Text shown ::
____________

# People are Stupid



## Samurai (Apr 30, 2004)

I hope the title got someone's attention.......

Anyway, it is my FIRM belief that instead of taking a two week self-defense course or even learning a Martial Art in a dojo enviroment, people should just learn a little basic awareness.

I spent the day "thinking" like a criminal and was amazed at just how unaware and exposed most people are.  I think if I acted on my thoughts I could have gotten away with large amounts of cash and not even gotten close to being caught.

One example that I found very revolting.....a lady was in line at Taco Bell ordering lunch for a large group of people I guess.  She was right next to the exit door counting a very big wad of bills and she was holding the bills at arms length.  It would be nothing to open the door, grab the bills, and then be back in the car before she knew what hit her.

I hope that the people in my classes are taught to "know better" then this.  It really is no wonder that crime is on the rise, we are making things way too easy for the crook.

Thanks,
Jeremy Bays


----------



## loki09789 (Apr 30, 2004)

Samurai said:
			
		

> I hope the title got someone's attention.......
> 
> Anyway, it is my FIRM belief that instead of taking a two week self-defense course or even learning a Martial Art in a dojo enviroment, people should just learn a little basic awareness.
> 
> ...



The point your making is why I am a fan of scenario/tactical based training in a self defense based program.  Done well, it doesn't have to mean a sacrifice in technical skill - but it may mean a smaller number of less intricate techniques because training time is devoted to the complete spectrum of SD skills (awarenss, penal law, physical techniques, threat recognition, stress reaction/self control, tactical theory, ....).

____________

Stored data ::
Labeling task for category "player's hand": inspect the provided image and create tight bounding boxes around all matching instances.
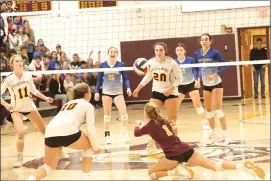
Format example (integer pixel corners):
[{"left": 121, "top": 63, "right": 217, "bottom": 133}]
[
  {"left": 94, "top": 93, "right": 100, "bottom": 101},
  {"left": 208, "top": 73, "right": 218, "bottom": 80},
  {"left": 133, "top": 89, "right": 139, "bottom": 97},
  {"left": 45, "top": 97, "right": 54, "bottom": 103},
  {"left": 194, "top": 80, "right": 200, "bottom": 89},
  {"left": 94, "top": 149, "right": 102, "bottom": 155},
  {"left": 127, "top": 88, "right": 132, "bottom": 97},
  {"left": 164, "top": 87, "right": 174, "bottom": 97},
  {"left": 5, "top": 104, "right": 13, "bottom": 111}
]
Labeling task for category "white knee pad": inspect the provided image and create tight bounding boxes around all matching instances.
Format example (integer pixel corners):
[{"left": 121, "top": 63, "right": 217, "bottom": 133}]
[
  {"left": 82, "top": 148, "right": 93, "bottom": 157},
  {"left": 42, "top": 163, "right": 53, "bottom": 175},
  {"left": 205, "top": 111, "right": 215, "bottom": 119},
  {"left": 215, "top": 110, "right": 224, "bottom": 119},
  {"left": 104, "top": 115, "right": 111, "bottom": 123},
  {"left": 215, "top": 161, "right": 224, "bottom": 171},
  {"left": 120, "top": 114, "right": 128, "bottom": 121},
  {"left": 149, "top": 172, "right": 157, "bottom": 180},
  {"left": 16, "top": 134, "right": 24, "bottom": 143},
  {"left": 196, "top": 106, "right": 204, "bottom": 114}
]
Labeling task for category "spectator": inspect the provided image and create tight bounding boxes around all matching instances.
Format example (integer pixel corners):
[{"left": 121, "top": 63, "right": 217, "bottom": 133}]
[
  {"left": 24, "top": 26, "right": 35, "bottom": 63},
  {"left": 59, "top": 51, "right": 71, "bottom": 65},
  {"left": 71, "top": 53, "right": 80, "bottom": 69},
  {"left": 0, "top": 47, "right": 10, "bottom": 72},
  {"left": 64, "top": 74, "right": 74, "bottom": 101},
  {"left": 49, "top": 51, "right": 62, "bottom": 70},
  {"left": 250, "top": 38, "right": 267, "bottom": 99},
  {"left": 8, "top": 25, "right": 22, "bottom": 53},
  {"left": 56, "top": 44, "right": 62, "bottom": 60},
  {"left": 18, "top": 46, "right": 30, "bottom": 66},
  {"left": 12, "top": 16, "right": 24, "bottom": 27},
  {"left": 49, "top": 74, "right": 68, "bottom": 105},
  {"left": 18, "top": 26, "right": 28, "bottom": 47}
]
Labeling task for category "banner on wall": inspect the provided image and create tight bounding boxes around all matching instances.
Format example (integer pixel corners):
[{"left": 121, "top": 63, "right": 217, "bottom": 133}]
[{"left": 182, "top": 1, "right": 270, "bottom": 12}]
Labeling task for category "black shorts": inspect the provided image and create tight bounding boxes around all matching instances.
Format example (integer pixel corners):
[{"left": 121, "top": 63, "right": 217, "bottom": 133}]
[
  {"left": 45, "top": 130, "right": 81, "bottom": 148},
  {"left": 178, "top": 81, "right": 197, "bottom": 94},
  {"left": 203, "top": 82, "right": 222, "bottom": 92},
  {"left": 151, "top": 91, "right": 178, "bottom": 102},
  {"left": 166, "top": 148, "right": 194, "bottom": 163},
  {"left": 102, "top": 93, "right": 122, "bottom": 99},
  {"left": 10, "top": 111, "right": 31, "bottom": 116}
]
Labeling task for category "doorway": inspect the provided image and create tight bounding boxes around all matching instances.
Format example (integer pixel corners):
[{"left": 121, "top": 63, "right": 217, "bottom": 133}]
[{"left": 238, "top": 26, "right": 270, "bottom": 98}]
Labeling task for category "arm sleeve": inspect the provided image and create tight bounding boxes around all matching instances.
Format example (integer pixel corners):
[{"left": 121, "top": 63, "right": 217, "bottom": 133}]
[
  {"left": 134, "top": 124, "right": 149, "bottom": 137},
  {"left": 121, "top": 64, "right": 130, "bottom": 89},
  {"left": 95, "top": 66, "right": 104, "bottom": 93},
  {"left": 30, "top": 75, "right": 39, "bottom": 95},
  {"left": 172, "top": 62, "right": 183, "bottom": 87},
  {"left": 86, "top": 104, "right": 99, "bottom": 151},
  {"left": 215, "top": 52, "right": 228, "bottom": 75},
  {"left": 1, "top": 79, "right": 8, "bottom": 96},
  {"left": 139, "top": 71, "right": 152, "bottom": 87}
]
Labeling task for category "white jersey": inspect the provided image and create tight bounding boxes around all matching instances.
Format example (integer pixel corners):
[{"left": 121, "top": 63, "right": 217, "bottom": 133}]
[
  {"left": 45, "top": 99, "right": 99, "bottom": 150},
  {"left": 1, "top": 73, "right": 38, "bottom": 112},
  {"left": 140, "top": 57, "right": 182, "bottom": 95}
]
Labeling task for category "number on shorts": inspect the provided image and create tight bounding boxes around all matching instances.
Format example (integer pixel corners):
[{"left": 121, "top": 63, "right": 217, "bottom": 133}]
[
  {"left": 153, "top": 73, "right": 167, "bottom": 82},
  {"left": 162, "top": 125, "right": 173, "bottom": 136},
  {"left": 18, "top": 87, "right": 29, "bottom": 99},
  {"left": 60, "top": 103, "right": 77, "bottom": 111},
  {"left": 108, "top": 74, "right": 115, "bottom": 80}
]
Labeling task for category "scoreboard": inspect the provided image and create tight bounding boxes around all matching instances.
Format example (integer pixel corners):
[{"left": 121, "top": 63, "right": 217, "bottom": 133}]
[
  {"left": 15, "top": 0, "right": 52, "bottom": 12},
  {"left": 79, "top": 1, "right": 117, "bottom": 9}
]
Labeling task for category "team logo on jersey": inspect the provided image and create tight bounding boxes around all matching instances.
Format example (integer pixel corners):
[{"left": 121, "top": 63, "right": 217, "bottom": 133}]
[{"left": 24, "top": 140, "right": 270, "bottom": 170}]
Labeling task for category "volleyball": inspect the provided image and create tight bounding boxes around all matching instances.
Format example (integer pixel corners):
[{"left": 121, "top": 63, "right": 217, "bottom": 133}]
[{"left": 133, "top": 58, "right": 148, "bottom": 76}]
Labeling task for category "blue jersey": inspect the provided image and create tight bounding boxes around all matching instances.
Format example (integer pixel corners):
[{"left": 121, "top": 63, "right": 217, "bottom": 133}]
[
  {"left": 175, "top": 57, "right": 199, "bottom": 85},
  {"left": 195, "top": 48, "right": 228, "bottom": 86},
  {"left": 96, "top": 61, "right": 130, "bottom": 95}
]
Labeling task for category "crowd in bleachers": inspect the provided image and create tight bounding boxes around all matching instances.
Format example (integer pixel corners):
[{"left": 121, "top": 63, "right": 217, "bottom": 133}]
[{"left": 0, "top": 1, "right": 101, "bottom": 124}]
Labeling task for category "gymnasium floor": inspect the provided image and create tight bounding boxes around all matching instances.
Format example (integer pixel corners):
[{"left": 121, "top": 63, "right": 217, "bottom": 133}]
[{"left": 1, "top": 98, "right": 270, "bottom": 180}]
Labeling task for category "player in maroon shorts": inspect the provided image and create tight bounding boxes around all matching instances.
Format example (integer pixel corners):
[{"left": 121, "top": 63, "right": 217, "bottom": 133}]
[{"left": 134, "top": 102, "right": 265, "bottom": 180}]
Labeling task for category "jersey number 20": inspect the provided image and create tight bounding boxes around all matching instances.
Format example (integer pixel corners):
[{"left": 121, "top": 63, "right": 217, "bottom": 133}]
[
  {"left": 60, "top": 102, "right": 77, "bottom": 111},
  {"left": 153, "top": 73, "right": 167, "bottom": 82}
]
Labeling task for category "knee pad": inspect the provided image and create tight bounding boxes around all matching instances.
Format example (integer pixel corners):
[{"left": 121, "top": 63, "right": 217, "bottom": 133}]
[
  {"left": 205, "top": 111, "right": 215, "bottom": 119},
  {"left": 215, "top": 161, "right": 224, "bottom": 171},
  {"left": 170, "top": 121, "right": 177, "bottom": 129},
  {"left": 215, "top": 110, "right": 224, "bottom": 119},
  {"left": 120, "top": 114, "right": 128, "bottom": 121},
  {"left": 196, "top": 106, "right": 204, "bottom": 114},
  {"left": 16, "top": 133, "right": 24, "bottom": 143},
  {"left": 149, "top": 172, "right": 157, "bottom": 180},
  {"left": 104, "top": 115, "right": 111, "bottom": 123},
  {"left": 82, "top": 148, "right": 93, "bottom": 157},
  {"left": 42, "top": 163, "right": 53, "bottom": 175}
]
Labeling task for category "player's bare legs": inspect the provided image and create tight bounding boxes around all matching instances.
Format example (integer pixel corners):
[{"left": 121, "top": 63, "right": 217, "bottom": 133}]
[
  {"left": 165, "top": 98, "right": 178, "bottom": 136},
  {"left": 212, "top": 88, "right": 231, "bottom": 145},
  {"left": 11, "top": 112, "right": 25, "bottom": 168},
  {"left": 141, "top": 98, "right": 164, "bottom": 156},
  {"left": 148, "top": 158, "right": 194, "bottom": 180},
  {"left": 102, "top": 95, "right": 112, "bottom": 144},
  {"left": 114, "top": 95, "right": 129, "bottom": 142}
]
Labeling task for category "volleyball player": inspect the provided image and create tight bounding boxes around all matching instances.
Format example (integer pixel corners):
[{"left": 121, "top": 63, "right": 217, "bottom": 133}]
[
  {"left": 195, "top": 33, "right": 231, "bottom": 145},
  {"left": 1, "top": 55, "right": 53, "bottom": 168},
  {"left": 175, "top": 43, "right": 210, "bottom": 129},
  {"left": 133, "top": 42, "right": 182, "bottom": 156},
  {"left": 28, "top": 83, "right": 100, "bottom": 180},
  {"left": 134, "top": 102, "right": 265, "bottom": 180},
  {"left": 95, "top": 47, "right": 132, "bottom": 144}
]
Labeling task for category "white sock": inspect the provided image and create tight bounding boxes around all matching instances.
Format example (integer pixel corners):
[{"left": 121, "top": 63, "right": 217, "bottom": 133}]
[{"left": 236, "top": 163, "right": 245, "bottom": 170}]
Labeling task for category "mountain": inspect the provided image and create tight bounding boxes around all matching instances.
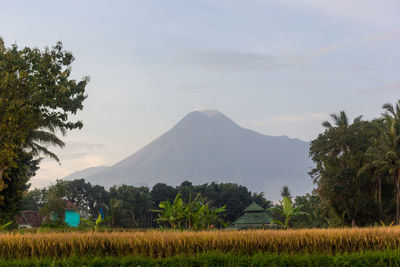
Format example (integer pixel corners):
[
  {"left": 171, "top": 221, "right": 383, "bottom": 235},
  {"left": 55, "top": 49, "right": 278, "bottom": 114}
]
[
  {"left": 62, "top": 166, "right": 108, "bottom": 181},
  {"left": 88, "top": 110, "right": 313, "bottom": 200}
]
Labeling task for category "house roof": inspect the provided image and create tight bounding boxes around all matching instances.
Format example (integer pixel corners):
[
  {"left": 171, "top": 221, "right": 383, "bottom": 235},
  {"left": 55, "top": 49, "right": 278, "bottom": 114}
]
[
  {"left": 232, "top": 202, "right": 272, "bottom": 226},
  {"left": 15, "top": 210, "right": 43, "bottom": 227},
  {"left": 64, "top": 200, "right": 79, "bottom": 210},
  {"left": 244, "top": 201, "right": 265, "bottom": 212}
]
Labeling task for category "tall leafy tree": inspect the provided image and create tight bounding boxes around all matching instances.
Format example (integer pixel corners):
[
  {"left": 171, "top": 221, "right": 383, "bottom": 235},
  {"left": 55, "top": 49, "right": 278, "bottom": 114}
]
[
  {"left": 281, "top": 185, "right": 292, "bottom": 200},
  {"left": 0, "top": 150, "right": 40, "bottom": 220},
  {"left": 310, "top": 111, "right": 377, "bottom": 227},
  {"left": 379, "top": 100, "right": 400, "bottom": 224},
  {"left": 0, "top": 39, "right": 88, "bottom": 199}
]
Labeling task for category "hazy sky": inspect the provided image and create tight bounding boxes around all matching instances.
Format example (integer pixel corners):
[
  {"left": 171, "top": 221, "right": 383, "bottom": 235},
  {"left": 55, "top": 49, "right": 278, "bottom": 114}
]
[{"left": 0, "top": 0, "right": 400, "bottom": 186}]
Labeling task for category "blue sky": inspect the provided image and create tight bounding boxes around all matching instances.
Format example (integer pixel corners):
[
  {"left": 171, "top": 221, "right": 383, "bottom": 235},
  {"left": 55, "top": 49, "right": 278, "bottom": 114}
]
[{"left": 0, "top": 0, "right": 400, "bottom": 186}]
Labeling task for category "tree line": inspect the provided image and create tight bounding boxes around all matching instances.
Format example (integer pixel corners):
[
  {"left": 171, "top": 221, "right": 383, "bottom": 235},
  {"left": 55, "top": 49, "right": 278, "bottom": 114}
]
[
  {"left": 310, "top": 100, "right": 400, "bottom": 227},
  {"left": 20, "top": 179, "right": 273, "bottom": 229}
]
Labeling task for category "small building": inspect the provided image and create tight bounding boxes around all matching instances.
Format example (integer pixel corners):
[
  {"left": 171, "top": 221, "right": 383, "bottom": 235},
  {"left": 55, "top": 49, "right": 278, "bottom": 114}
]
[
  {"left": 64, "top": 201, "right": 81, "bottom": 227},
  {"left": 229, "top": 201, "right": 278, "bottom": 230},
  {"left": 15, "top": 210, "right": 43, "bottom": 229}
]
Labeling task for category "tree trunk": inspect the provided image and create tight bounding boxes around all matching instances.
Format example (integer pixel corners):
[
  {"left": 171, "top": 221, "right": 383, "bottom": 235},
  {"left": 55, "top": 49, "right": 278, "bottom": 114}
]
[
  {"left": 378, "top": 177, "right": 382, "bottom": 219},
  {"left": 395, "top": 174, "right": 400, "bottom": 225},
  {"left": 351, "top": 211, "right": 357, "bottom": 228}
]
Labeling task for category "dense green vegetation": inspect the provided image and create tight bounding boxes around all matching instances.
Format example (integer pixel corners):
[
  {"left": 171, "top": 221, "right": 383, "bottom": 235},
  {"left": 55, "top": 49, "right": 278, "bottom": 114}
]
[
  {"left": 310, "top": 100, "right": 400, "bottom": 227},
  {"left": 0, "top": 38, "right": 88, "bottom": 220},
  {"left": 21, "top": 179, "right": 272, "bottom": 229}
]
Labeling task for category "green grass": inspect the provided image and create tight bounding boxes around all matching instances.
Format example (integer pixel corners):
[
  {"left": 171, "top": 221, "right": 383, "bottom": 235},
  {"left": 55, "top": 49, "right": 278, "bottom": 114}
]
[{"left": 0, "top": 253, "right": 400, "bottom": 267}]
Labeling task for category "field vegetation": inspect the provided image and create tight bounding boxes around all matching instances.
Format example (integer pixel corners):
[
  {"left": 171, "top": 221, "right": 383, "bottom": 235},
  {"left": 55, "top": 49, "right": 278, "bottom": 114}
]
[{"left": 0, "top": 227, "right": 400, "bottom": 259}]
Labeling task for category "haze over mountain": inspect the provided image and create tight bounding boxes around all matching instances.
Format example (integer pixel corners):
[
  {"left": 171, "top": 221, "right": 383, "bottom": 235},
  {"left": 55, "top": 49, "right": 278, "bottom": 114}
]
[
  {"left": 62, "top": 166, "right": 108, "bottom": 181},
  {"left": 80, "top": 110, "right": 313, "bottom": 200}
]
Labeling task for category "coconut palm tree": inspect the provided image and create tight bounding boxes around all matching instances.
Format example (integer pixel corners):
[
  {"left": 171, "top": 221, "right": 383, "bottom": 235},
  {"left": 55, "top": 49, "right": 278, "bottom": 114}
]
[
  {"left": 380, "top": 100, "right": 400, "bottom": 224},
  {"left": 269, "top": 197, "right": 310, "bottom": 229}
]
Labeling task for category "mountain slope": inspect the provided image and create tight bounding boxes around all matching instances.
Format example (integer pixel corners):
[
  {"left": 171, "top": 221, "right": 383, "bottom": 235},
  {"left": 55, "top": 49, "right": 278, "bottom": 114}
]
[{"left": 89, "top": 110, "right": 312, "bottom": 199}]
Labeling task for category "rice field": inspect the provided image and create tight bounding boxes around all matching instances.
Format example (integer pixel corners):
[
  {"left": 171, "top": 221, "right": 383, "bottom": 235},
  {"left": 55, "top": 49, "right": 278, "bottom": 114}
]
[{"left": 0, "top": 227, "right": 400, "bottom": 259}]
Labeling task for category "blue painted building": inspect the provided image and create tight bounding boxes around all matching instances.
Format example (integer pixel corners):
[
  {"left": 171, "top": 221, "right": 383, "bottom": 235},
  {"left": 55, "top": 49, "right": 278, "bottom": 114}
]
[{"left": 64, "top": 201, "right": 81, "bottom": 227}]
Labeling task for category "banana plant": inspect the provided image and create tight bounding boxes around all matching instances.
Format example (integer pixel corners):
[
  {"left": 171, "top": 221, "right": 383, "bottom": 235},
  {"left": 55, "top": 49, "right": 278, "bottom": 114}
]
[
  {"left": 269, "top": 197, "right": 310, "bottom": 229},
  {"left": 153, "top": 194, "right": 186, "bottom": 229}
]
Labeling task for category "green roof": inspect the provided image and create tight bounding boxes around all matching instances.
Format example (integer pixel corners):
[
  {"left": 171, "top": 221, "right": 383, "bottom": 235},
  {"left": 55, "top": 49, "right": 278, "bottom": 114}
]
[
  {"left": 244, "top": 201, "right": 265, "bottom": 212},
  {"left": 232, "top": 211, "right": 272, "bottom": 225},
  {"left": 231, "top": 202, "right": 272, "bottom": 228}
]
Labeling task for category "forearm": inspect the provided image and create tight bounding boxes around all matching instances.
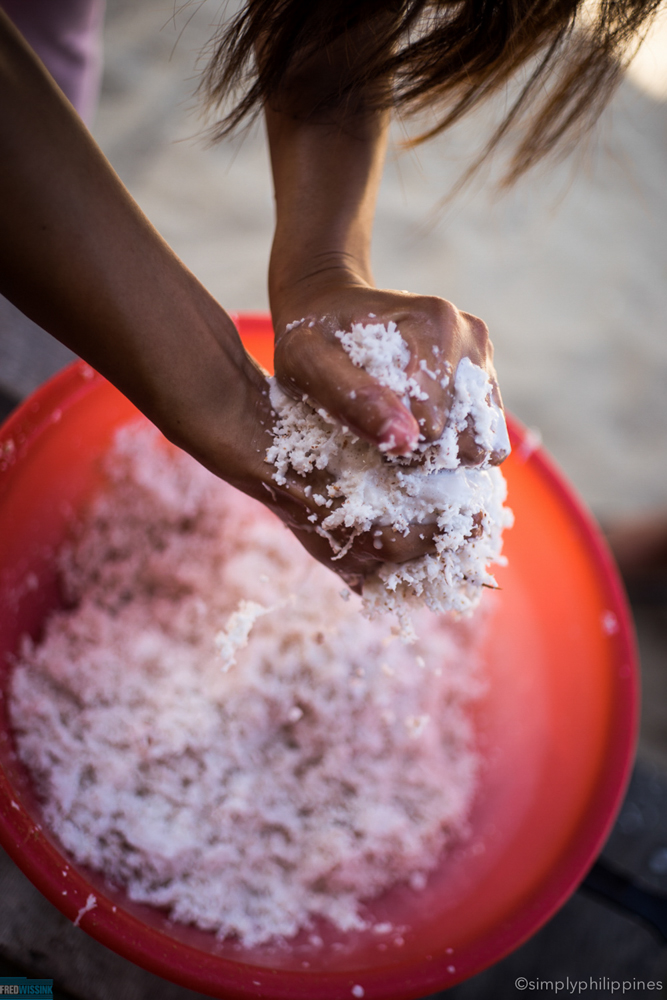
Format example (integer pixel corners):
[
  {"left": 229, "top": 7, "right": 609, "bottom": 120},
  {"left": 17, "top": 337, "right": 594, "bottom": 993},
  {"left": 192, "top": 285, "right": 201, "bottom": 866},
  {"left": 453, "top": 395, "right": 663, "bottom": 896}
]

____________

Explore the material ::
1 > In the self-defense awareness thread, where was the woman at Taco Bell standing while she counted the bills?
2 > Write the next part of the self-defense awareness thread, picking up after its final sentence.
The data were drawn from a separate source.

Responses to the tasks ::
1 > She was standing right next to the exit door.

2 >
All of these instructional lessons need to be repetitive, consistent and specific instruction for it to stick.  Great physical technique comes from focus and repetition, so will tactical awareness if the techniques are taught with the same skill and knowledge.


----------



## c2kenpo (Apr 30, 2004)

I agree with both of you on this topic. Unfortunatly the general public does not take the time and nor do they care enough to learn HOW to avoid the potential dangers that lurk around every corner.

Simple ways of learning how NOT to look like a victim is why people favor reality based training at times. I am one of those in favor of that.

Another example of a "victim" is the woman leaving the mall who parked far away not near a lamp and is carrying bags and talking on her cell phone while she is looking at the ground. I work at a mall retail center and the stats on this just watching on and off during a day ......would stagger the imagination. I could not possibly comprehend if I could get a whole days stats.

So my view is to help my students and fellow people by actualy telling them How NOT to look like a victim. It may not be 100% effective but it will greatly reduce thier chances of being one.

David Gunzburg


----------



## Touch Of Death (Apr 30, 2004)

Samurai said:
			
		

> I hope the title got someone's attention.......
> 
> Anyway, it is my FIRM belief that instead of taking a two week self-defense course or even learning a Martial Art in a dojo enviroment, people should just learn a little basic awareness.
> 
> ...


Although awareness is at the top of the list for self defense situations I think you are missing the point about crime. The cartoons you watched as a kid were all lies. Crime does pay. Its so easy to rob, rape and pillage those that are unaware that its a wonder there aren't more criminals; however, crime only has a 99% success rate. That means out of every one hundred crimes you commit you will be caught and possibly imprisoned at least once; so, in that sense crime does not pay. The Morays of society teach us not to victimise eachother and most people don't (unless they are in sales). I don't know about any dojo you are involved with, but awareness is the first thing we teach. The rest is for when that fails. You really should consider giving your new found awareness a margin for error.
Sean (www.iemat)


----------



## loki09789 (Apr 30, 2004)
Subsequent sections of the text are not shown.